PROBLEM REQUIREMENTS: Convert the rows below, from the first one through the line containing "point(579, 247)", into a JSON list of strings with one string per line and any blank lines dropped.

[Coordinate annotation entries]

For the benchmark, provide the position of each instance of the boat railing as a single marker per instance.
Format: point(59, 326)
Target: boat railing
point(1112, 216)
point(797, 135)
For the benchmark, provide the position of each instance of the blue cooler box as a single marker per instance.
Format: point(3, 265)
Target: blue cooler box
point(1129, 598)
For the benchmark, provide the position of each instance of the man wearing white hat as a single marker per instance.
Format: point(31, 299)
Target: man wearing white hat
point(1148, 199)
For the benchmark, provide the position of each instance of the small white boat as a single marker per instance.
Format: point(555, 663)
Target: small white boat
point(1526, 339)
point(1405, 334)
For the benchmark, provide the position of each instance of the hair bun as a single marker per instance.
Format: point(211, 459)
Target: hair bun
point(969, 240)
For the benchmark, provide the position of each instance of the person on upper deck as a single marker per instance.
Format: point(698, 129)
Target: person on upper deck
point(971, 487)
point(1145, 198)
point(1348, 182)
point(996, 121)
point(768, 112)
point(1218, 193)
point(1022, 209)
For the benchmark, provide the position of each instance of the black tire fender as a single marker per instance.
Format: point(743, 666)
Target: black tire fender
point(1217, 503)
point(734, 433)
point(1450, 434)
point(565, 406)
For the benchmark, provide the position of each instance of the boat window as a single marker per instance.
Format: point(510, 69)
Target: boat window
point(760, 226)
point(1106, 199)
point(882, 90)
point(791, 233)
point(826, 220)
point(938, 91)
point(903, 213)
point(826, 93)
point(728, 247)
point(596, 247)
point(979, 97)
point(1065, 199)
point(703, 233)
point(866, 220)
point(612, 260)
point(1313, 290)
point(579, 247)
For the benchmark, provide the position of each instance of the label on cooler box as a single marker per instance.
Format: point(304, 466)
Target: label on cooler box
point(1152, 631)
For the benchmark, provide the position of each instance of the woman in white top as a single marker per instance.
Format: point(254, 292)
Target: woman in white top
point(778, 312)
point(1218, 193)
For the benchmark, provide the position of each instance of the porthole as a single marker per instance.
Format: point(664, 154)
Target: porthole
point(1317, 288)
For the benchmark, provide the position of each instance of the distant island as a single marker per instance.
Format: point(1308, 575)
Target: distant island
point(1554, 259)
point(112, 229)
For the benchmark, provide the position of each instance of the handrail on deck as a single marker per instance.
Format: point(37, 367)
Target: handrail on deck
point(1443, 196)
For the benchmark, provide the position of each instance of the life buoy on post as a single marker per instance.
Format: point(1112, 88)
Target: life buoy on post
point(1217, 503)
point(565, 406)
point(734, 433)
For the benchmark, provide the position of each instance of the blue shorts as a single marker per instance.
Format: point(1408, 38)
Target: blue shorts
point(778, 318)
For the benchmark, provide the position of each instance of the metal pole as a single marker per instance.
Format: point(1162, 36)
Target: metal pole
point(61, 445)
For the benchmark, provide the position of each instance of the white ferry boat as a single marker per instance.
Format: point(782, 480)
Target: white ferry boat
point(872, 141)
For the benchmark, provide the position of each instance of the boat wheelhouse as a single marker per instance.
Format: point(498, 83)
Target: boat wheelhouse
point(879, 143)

OUTPUT OF THE TASK:
[
  "For the benchmark, provide the position of each instance of the boat railing as a single marker per instance.",
  "Format: point(59, 326)",
  "Target: boat railing",
  "point(1112, 216)",
  "point(797, 135)",
  "For the benchmark, provide the position of each instance of the blue cooler box as a single marker per instance.",
  "Format: point(3, 265)",
  "Target: blue cooler box",
  "point(1129, 598)",
  "For the benchmark, provide the position of each instance of the man wearing white hat as a single marker per instance.",
  "Format: point(31, 299)",
  "Target: man wearing white hat",
  "point(1148, 199)",
  "For the benchmark, provide the position of each instance of the small white boat as a single marker per instance.",
  "Format: point(555, 663)",
  "Target: small white boat",
  "point(1526, 339)",
  "point(1405, 334)",
  "For the benchmark, provide the position of each instance of the hair bun as a single marker per instance.",
  "Format: point(211, 459)",
  "Target: hair bun",
  "point(969, 240)",
  "For the benchmark, provide the position of each instance of the person on upper deck as a single marker per instance.",
  "Format: point(698, 129)",
  "Target: person on upper deck",
  "point(971, 487)",
  "point(1145, 198)",
  "point(1348, 182)",
  "point(996, 121)",
  "point(768, 112)",
  "point(1218, 193)",
  "point(1022, 209)",
  "For the benchmark, provide the position of each instance of the black tire fender as a single marker per instance.",
  "Format: point(743, 666)",
  "Target: black tire fender",
  "point(1217, 503)",
  "point(734, 433)",
  "point(1450, 434)",
  "point(565, 406)",
  "For the benchmark, provide the position of each instance of the boat window as a single marker per instance.",
  "Format: point(510, 69)",
  "Target: boat window",
  "point(760, 226)",
  "point(1106, 199)",
  "point(882, 90)",
  "point(791, 233)",
  "point(826, 220)",
  "point(938, 91)",
  "point(903, 213)",
  "point(826, 93)",
  "point(728, 247)",
  "point(596, 247)",
  "point(979, 97)",
  "point(1065, 199)",
  "point(703, 233)",
  "point(866, 220)",
  "point(612, 260)",
  "point(1313, 290)",
  "point(579, 247)"
]